### EXERCISE PROMPT
Under this task are some entries; return every one of them exactly.

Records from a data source
* BEGIN *
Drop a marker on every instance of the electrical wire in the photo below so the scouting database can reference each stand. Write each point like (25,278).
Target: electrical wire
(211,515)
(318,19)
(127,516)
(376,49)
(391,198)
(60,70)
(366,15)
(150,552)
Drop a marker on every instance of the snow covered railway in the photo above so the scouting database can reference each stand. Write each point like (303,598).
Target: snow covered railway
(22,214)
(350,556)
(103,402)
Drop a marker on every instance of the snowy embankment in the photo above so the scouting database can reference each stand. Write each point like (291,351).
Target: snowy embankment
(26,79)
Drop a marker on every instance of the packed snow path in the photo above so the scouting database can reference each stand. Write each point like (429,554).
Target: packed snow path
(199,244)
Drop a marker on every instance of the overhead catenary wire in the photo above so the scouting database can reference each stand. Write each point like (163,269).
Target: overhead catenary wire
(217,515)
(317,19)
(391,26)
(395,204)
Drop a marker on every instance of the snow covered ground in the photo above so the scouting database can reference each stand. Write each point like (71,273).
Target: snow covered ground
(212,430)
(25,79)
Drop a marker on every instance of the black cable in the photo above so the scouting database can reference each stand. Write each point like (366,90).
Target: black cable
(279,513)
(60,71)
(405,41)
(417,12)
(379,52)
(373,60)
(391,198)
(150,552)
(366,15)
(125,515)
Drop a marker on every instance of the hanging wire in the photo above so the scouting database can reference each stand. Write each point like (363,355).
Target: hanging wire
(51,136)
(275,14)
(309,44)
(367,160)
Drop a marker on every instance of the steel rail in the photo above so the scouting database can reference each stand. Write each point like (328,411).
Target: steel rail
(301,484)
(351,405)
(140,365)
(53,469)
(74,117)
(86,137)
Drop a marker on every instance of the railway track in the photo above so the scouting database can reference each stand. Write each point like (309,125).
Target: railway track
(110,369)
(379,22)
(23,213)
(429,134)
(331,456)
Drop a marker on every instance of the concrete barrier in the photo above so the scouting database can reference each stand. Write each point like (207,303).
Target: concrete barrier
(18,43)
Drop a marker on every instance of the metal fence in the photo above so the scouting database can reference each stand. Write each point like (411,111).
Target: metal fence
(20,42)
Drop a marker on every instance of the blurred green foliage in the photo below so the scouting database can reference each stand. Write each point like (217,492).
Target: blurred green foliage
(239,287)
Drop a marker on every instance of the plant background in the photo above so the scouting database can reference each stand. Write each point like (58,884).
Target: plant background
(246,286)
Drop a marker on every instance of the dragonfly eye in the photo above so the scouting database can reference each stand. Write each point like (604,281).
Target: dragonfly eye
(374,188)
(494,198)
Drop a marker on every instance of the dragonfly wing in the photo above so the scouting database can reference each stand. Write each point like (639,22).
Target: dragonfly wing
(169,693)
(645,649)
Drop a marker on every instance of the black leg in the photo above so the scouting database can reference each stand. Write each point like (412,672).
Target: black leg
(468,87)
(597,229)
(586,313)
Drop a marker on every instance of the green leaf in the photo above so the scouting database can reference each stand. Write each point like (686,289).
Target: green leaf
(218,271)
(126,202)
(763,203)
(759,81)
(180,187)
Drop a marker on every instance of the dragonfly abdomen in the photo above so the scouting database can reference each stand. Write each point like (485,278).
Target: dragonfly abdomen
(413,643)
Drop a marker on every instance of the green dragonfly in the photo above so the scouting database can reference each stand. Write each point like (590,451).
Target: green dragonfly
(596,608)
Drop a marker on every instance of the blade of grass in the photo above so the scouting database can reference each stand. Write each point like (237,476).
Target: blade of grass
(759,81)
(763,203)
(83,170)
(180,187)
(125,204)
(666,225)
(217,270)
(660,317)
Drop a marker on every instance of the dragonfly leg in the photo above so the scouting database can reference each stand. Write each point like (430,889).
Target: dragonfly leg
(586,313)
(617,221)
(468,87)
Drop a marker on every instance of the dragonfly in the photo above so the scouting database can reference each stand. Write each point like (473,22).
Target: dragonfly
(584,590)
* END *
### RESPONSE TO THE TASK
Drop a marker on every instance of the electrical wire in the photo below so the scouting database can reference each stand. Write each point like (25,278).
Target: electrical wire
(211,515)
(318,19)
(127,516)
(376,49)
(391,198)
(60,70)
(366,15)
(150,552)
Drop a marker on every instance of the snow covered railway in the photo above so the scouting database can reference each stand. Write each point like (303,598).
Target: snow covered railway
(22,214)
(350,556)
(103,402)
Drop a marker on every instance of the snowy embankment in the photo above so the scouting database can reference each stand. Write each point like (291,351).
Target: snowy embankment
(26,79)
Drop a marker on every instance of the packed snow path in the photo above so the scouting database can reference each stand. Write each point like (429,554).
Target: packed snow path
(199,244)
Drop a marker on every instance of the overhead catenary wire in the photo above so the scouting database can reference each stand. Write each point like (163,269).
Target: overhead catenary wire
(217,515)
(317,19)
(391,26)
(395,204)
Drop a marker on every instance of the snow covered ground in the photo above so the scouting database can reference each stand. Write each point like (71,273).
Target: snow covered ground
(212,430)
(25,79)
Drop a marker on every instance of the black cable in the photo above so the scouting database can reference each stand. Write each point like (366,90).
Target: black cable
(279,513)
(60,71)
(405,41)
(417,12)
(379,52)
(373,60)
(391,198)
(150,552)
(366,15)
(125,515)
Drop a marker on every instance of the hanging wire in the photo above so the scouting database can reference each stand. Write each point like (363,355).
Target: hanging wire
(51,136)
(275,14)
(309,44)
(367,160)
Drop a marker on every instance of the steel rail in the photo above so the scouting database can reference each stand. Write each point like (328,411).
Target: steel rail
(301,484)
(351,405)
(140,365)
(53,469)
(74,117)
(86,137)
Drop a marker on every instance of the railway track in the photo above so the scouting database can reference each stand. Write each point like (309,125).
Target: railway track
(110,369)
(379,22)
(23,213)
(429,134)
(331,456)
Drop a marker on every instance of the concrete barrier in the photo above so the scouting database can reference each stand. Write each point like (207,303).
Target: concrete barrier
(18,43)
Drop a marker on every instance of the metal fence in the photo above so the scouting database can reference each stand. Write each point like (411,111).
Target: metal fence
(20,42)
Drop a marker on every instance of the blurred green foliage in the photo below so the scouting database can reference each stand. Write each point like (217,492).
Target: blurred green foliage
(239,287)
Drop a marker on every instance of the plant background in the photo above so the scouting database can reference each stand. Write each point like (58,884).
Target: plant background
(246,286)
Drop a marker on every instance of the dragonfly eye in the photo above so the scouting database can reference each stand. Write each point like (604,281).
Target: dragonfly eye
(374,188)
(494,198)
Drop a marker on every instance of the dragonfly wing in the photo above so the scouting database can reference each stand. Write each point like (639,22).
Target: dragonfly wing
(169,693)
(645,649)
Drop a marker on every instance of the black leg in the photo above so the scouting database can reference each stand. Write each point like (412,672).
Target: black leg
(468,87)
(597,229)
(586,313)
Drop a marker on every instance of the green leaf in the photo above so the scouting database can reference each stand. Write each point like (686,289).
Target: green leaf
(218,271)
(126,202)
(763,203)
(759,81)
(180,187)
Drop a marker on every instance of the dragonfly abdomen in the photo above so the scouting database can reference each stand. Write each point like (485,278).
Target: dragonfly abdomen
(413,643)
Drop a marker on every instance of the green dragonfly in the photo above so the scouting database can reference each stand. Write each point like (590,451).
Target: green dragonfly
(596,608)
Drop a marker on every instance of the blade of grass in the photo above so the scouting database can reference each stand. Write each point like (237,476).
Target: blade of grass
(759,81)
(763,203)
(83,170)
(180,187)
(125,204)
(666,225)
(217,270)
(660,317)
Drop a marker on every instance of the dragonfly leg in the photo above so the scouting database can reference each stand. Write each point like (430,889).
Target: dragonfly leg
(586,313)
(617,221)
(468,87)
Drop a marker on every instance of the dragonfly in the photo above so the scouting database can reference each stand. Write each point like (473,22).
Target: dragonfly
(584,590)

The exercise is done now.